=== Document excerpt ===
* start *

Assuming this is about Primary School teachers. Not all classes have the same number of students. To be honest, I don't which country this is referring to, but 28 is more likely to be the max class size than being the average class size. As such, using 28 students average may be simple but most likely inaccurate.

I would rather consider a max of 28, and consider that the average class is 25 (and 90% of classes would be between 22 and 28). Or 24 if you want to consider the low end tail of smaller class sizes in rural areas.

On top of that, you have multiple subjects. If you have a different teacher for physical education, arts, music, etc. than you will have a ratio of teachers per class that is higher. Let's say you have 2 auxiliary teachers, and each of them supports has 4 classes. That is 2 (teachers) / 4 (classes) = 0.5 additional teachers per class.

As such, you would have 28 / 25 * (1+ 0.5) teachers per 28 students. That is 1.68 teachers per 28 students.

If this is not about the Primary School teachers, then what you have to consider is the how many hours do the teachers have on average vs. average hours of classes that students have. For example, if the average student has 30 hours of classes, but the average teacher has 15 hours of classes, this means that you have a 1.5 to 1 ratio of teachers per class…

Hi,

Thanks for sharing. Without knowing additional details that were provided as part of initial prompt, it is tough to provide a solution for specific problem.

However, assuming this was your only prompt and if this were a real interview, the interviewer is evaluating you on how you structure the problem, ask the right questions and brainstorm to get to the solution. He/she is evaluating your thought process.

In this case, your structure could comprise of  demand and supply side framework:

1. Demand: factors that could drive the student teacher ratio some of which you have stated yourself (total # of subjects, # of subjects taught every day vs intermittenl, # of subjects taughetr per teacher, # of days of school/week, duration of classes, average student teacher ratio for school/district) and the list goes on

2. Supply - constriants the school has like budget, teacher availability, contraint on student teacher ratio (So even if demand is high, there could be a limit on student teacher ratio)

Once you have your structure, your interviewer may ask you to hone in on where you want to start or give you pointers.

The goal is to not make your structure too complicated so you can work through it in the limied time but still have the most important points to have a interactive, intelligent and focused discussion towards a solution.

* end *

=== Supplied records ===
* start *

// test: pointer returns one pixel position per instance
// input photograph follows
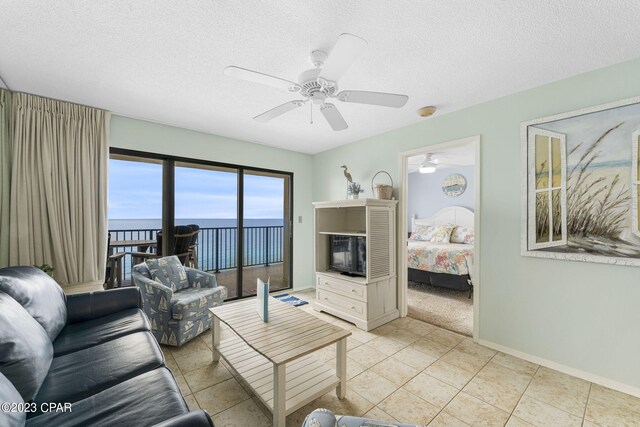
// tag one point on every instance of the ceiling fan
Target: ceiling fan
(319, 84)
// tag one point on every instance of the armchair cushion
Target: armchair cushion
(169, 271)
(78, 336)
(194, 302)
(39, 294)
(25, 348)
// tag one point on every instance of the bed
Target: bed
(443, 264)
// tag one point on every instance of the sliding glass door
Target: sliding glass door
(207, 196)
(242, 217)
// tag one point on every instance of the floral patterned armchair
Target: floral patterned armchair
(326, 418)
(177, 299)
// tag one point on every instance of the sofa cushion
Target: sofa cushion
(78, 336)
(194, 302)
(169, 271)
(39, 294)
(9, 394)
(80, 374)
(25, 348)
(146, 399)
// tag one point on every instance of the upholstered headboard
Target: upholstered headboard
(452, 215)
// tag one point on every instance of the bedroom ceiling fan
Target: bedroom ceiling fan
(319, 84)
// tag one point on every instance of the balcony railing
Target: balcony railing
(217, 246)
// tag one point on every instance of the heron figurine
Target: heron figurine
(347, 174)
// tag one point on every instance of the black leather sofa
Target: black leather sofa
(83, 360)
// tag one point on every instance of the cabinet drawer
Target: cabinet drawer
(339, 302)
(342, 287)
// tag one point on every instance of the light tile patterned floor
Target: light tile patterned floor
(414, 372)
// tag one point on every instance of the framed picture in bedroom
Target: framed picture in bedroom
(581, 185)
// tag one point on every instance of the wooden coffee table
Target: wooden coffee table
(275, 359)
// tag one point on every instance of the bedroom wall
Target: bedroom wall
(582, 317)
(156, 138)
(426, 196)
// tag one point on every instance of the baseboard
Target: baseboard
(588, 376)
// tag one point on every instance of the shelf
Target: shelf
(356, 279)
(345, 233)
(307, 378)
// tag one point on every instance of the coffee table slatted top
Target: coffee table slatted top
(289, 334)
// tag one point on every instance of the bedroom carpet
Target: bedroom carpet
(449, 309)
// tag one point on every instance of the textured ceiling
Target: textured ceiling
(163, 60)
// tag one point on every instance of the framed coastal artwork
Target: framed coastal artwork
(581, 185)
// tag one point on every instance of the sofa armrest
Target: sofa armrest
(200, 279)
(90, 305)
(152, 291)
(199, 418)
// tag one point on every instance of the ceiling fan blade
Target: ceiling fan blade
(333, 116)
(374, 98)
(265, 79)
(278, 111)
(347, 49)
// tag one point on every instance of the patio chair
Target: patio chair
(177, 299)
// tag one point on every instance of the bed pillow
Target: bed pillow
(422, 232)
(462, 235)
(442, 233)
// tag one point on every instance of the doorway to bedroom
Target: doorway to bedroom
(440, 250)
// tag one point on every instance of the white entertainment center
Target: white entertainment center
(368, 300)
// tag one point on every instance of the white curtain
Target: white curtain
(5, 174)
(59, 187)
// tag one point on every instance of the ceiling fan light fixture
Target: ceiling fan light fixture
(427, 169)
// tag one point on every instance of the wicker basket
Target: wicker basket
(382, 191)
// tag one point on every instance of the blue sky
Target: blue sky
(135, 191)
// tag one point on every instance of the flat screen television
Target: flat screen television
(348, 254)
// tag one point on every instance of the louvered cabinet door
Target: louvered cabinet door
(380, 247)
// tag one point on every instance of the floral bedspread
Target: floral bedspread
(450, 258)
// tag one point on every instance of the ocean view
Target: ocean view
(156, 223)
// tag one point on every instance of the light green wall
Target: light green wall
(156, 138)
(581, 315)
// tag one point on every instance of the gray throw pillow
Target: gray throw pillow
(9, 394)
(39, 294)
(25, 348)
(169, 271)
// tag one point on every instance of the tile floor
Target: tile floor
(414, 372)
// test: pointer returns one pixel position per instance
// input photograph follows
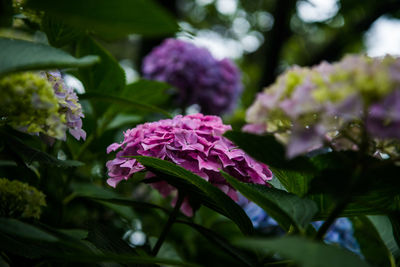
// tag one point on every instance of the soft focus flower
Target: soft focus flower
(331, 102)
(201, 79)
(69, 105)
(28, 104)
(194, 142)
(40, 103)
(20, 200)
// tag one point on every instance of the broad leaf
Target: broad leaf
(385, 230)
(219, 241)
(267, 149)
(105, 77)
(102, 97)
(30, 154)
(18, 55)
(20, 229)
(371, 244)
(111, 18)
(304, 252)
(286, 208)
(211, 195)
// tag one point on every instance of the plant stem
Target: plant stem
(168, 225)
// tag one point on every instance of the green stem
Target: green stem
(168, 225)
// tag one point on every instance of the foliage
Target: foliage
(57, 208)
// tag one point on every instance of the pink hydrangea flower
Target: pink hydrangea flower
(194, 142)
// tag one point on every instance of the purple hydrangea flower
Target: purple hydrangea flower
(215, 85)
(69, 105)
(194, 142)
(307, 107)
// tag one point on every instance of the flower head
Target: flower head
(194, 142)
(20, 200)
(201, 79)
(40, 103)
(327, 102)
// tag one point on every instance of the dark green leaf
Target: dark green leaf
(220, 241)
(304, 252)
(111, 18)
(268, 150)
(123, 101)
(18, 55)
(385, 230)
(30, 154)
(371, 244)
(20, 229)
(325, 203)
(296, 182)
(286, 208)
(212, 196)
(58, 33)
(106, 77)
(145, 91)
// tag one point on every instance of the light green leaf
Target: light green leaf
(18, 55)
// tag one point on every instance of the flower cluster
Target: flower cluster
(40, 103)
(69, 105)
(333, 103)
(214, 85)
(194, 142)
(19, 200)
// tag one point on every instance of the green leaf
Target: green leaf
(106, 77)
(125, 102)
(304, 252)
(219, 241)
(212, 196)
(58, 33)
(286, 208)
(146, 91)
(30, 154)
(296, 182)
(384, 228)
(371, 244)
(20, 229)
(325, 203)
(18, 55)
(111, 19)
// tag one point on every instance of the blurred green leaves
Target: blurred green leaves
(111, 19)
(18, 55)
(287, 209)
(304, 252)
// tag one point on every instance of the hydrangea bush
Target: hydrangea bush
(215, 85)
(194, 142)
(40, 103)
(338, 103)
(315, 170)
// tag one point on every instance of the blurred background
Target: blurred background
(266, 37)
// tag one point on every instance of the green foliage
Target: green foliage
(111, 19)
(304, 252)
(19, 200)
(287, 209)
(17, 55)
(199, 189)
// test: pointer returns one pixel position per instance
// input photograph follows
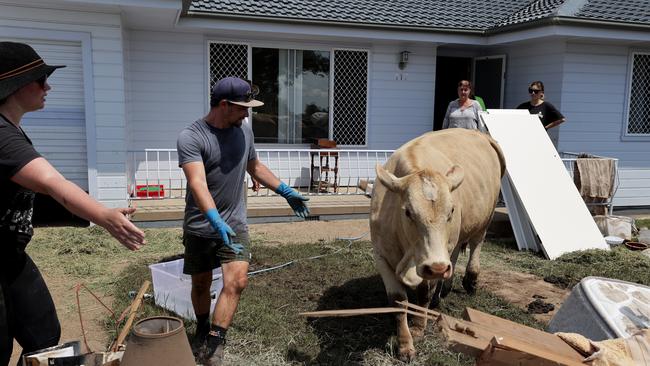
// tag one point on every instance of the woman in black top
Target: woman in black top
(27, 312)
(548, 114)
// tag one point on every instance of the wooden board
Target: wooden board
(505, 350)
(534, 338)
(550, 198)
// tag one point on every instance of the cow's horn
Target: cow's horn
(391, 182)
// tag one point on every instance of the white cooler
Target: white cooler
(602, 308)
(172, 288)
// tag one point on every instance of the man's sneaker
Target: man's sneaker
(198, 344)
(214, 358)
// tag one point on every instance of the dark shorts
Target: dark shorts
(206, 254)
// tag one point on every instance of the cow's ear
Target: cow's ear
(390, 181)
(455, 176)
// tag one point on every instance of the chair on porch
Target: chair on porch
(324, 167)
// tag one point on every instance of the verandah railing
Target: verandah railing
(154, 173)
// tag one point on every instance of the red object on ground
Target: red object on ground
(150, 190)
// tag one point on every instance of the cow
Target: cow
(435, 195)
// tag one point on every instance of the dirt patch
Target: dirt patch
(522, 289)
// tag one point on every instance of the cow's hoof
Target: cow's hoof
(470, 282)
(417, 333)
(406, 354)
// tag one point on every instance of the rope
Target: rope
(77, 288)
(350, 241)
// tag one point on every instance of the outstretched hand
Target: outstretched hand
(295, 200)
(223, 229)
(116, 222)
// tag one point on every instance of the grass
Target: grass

* end *

=== Task details ===
In the discussion of teacher ratios, which two sides make up the framework suggested for structuring the problem? The items are unrelated to the discussion of teacher ratios.

=== The reply ===
A demand side and a supply side.